- **THE RECORDS**
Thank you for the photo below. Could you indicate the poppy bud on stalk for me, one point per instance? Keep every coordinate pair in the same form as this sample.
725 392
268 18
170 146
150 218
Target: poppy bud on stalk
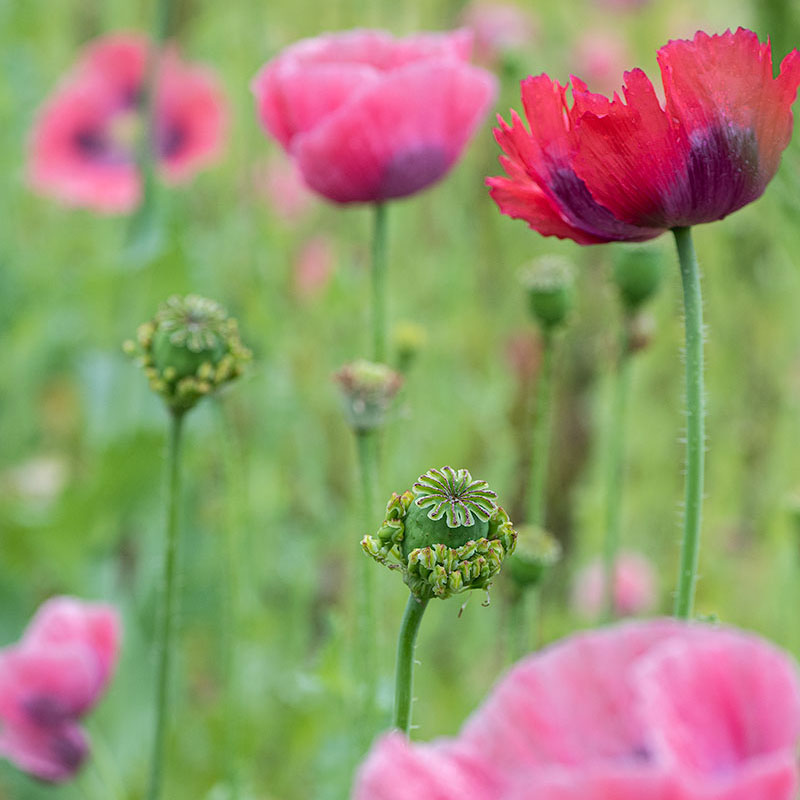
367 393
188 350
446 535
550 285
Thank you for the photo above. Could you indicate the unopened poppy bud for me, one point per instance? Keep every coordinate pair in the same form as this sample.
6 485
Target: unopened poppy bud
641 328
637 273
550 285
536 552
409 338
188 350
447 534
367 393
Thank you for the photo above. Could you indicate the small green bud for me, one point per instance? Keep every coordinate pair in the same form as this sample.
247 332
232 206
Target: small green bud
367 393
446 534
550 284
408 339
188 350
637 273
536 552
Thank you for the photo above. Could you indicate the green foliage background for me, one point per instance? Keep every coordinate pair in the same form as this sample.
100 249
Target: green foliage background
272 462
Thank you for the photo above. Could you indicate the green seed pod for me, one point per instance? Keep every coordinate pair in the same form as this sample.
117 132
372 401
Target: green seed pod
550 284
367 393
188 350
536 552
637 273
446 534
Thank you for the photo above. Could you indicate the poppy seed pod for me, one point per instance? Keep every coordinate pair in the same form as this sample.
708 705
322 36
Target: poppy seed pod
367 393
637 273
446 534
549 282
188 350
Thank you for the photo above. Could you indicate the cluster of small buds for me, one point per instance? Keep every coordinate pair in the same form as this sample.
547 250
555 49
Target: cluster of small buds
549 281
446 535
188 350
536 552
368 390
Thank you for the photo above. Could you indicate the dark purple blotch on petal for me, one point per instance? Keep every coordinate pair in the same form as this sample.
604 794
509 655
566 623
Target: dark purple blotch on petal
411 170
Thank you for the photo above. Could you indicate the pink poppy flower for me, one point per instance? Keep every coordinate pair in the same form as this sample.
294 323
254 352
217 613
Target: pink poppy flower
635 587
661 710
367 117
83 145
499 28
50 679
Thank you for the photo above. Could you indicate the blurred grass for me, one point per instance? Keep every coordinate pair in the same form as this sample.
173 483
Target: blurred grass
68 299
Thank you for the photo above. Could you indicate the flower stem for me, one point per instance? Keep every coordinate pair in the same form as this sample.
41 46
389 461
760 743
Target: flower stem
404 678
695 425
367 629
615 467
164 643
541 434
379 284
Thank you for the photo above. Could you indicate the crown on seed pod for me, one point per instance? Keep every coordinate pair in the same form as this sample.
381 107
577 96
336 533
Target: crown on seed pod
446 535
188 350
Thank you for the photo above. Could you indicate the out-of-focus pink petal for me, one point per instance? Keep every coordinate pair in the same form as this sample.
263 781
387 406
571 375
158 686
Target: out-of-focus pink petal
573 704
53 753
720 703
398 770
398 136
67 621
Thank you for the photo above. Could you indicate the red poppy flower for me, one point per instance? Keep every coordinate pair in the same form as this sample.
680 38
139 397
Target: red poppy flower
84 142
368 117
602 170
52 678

- **REQUIREMENT**
Return each line from the material above exactly, but not the pictures.

- **ANSWER TO THE EXERCISE**
Thank you for the photo below. Could you indicate the poppy bud on stalk for me, one point per instance? Keep every coordinate pair in the same form as this sample.
725 392
268 18
170 146
150 218
Target: poppy bud on stalk
367 393
188 350
446 535
550 285
Thank you for the photo above. Could you indicate the unopened poppy bud for me, one point per instance? Keep every coordinate pair in the same form as this sample.
6 485
Target: unopened poppy bud
641 328
637 273
550 285
536 552
409 338
188 350
447 534
367 393
Thank you for the photo above. Could you indicate the small green bud for me, one point per instance? Keep every coordinate pair in the same form as this sample.
247 332
232 206
Target: small green bud
367 393
446 534
550 284
408 339
188 350
637 273
536 552
Thank you for the photo above. Could you indicate the green foliage background for me, one point per instance? Keep every coordinate pair in the same form as this sample.
100 249
Target: green foliage background
272 462
Thank you for the photo above. Could you indicate the green seed pod for me, one point per instance? Keep every coordinate pair in the same form as this sample.
117 132
372 401
Target: green seed pod
550 284
367 393
188 350
536 552
637 273
446 534
Thank you for the photo above. Could you indicate the poppy seed pod for me, one point per instance? Keep every coordinate pair in the same form as this sample.
708 705
322 36
Target: poppy seed pod
367 393
637 273
446 534
549 282
188 350
Thank you for the photo above. Could you indicate the cluster of small buds for me, one point per instance? Keep every coordinate pair in the same form as this sample.
547 250
555 49
Target: cluster of small buds
549 281
446 535
188 350
536 552
368 390
Thank you for the photo above. Could you indicate the dark purple blotch on petal for me, one point per instance? Keep every coordinate pair in the same form as this sample.
604 794
509 655
566 623
Target: dark purple blotch on petal
411 170
Thank you for the photo above. Could you indicate the pink poppy flower for me, one point per instance? Keep every coordinate pair in the same form as this sample.
294 323
254 352
217 613
Target: pink poppy flower
635 587
661 710
367 117
83 145
499 28
50 679
Thank you for the photo above. Could you indicate the blurred grass for me, one point per instance? Keep every coordinate pair in the same form as this sample.
173 483
Target: blurred grass
68 299
Thank you for the photo above. Could you indicate the flower stem for me, one point per instance? Keep every coordinate pair in the same form as this sample.
41 46
389 461
760 743
Target: flower stem
404 678
695 425
367 629
615 467
164 643
541 434
379 284
Thank you for the photo above. Could you indicate the crown on seed pod for me, one point per instance? Keep every coordinate pair in the same form as this sample.
381 107
577 96
336 533
Target: crown on seed pod
446 535
188 350
Thank you for the photo above. Could you indicate the out-of-focus pink petal for me, one point per instance? Keep every coordinate pair in the same form as this sample.
263 781
387 406
571 375
158 686
Target: out-of-focus pink petal
573 704
53 753
720 703
398 770
398 136
67 621
Thank you for the photo above. Could you indicate the red poppy flower for me, one point per instance? Keep every coordinate pair in the same form as this sample.
680 38
139 397
Target: red poppy flower
84 142
368 117
602 170
52 678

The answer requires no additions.